- **Direction**: Count the lines in the records below that contain the word "white", where case matters, and reply with only that number.

- **Given data**:
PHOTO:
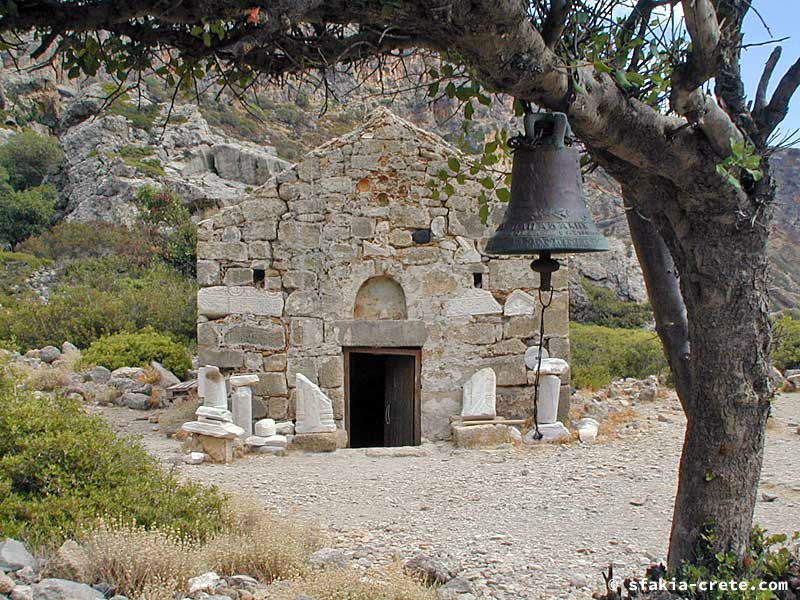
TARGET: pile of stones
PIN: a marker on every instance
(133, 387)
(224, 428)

---

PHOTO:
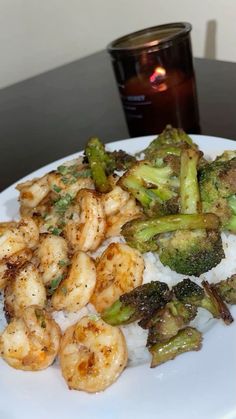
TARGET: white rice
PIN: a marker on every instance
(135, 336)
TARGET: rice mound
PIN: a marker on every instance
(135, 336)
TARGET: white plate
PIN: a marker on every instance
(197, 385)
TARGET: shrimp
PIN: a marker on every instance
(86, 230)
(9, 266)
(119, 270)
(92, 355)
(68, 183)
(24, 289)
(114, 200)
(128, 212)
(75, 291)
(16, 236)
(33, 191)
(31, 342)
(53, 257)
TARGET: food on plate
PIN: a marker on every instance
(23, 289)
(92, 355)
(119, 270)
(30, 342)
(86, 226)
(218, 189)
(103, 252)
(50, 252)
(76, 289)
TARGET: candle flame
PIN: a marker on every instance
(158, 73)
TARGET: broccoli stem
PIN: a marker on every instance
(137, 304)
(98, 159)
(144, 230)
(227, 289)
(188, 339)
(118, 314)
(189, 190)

- **Answer to the problem**: 2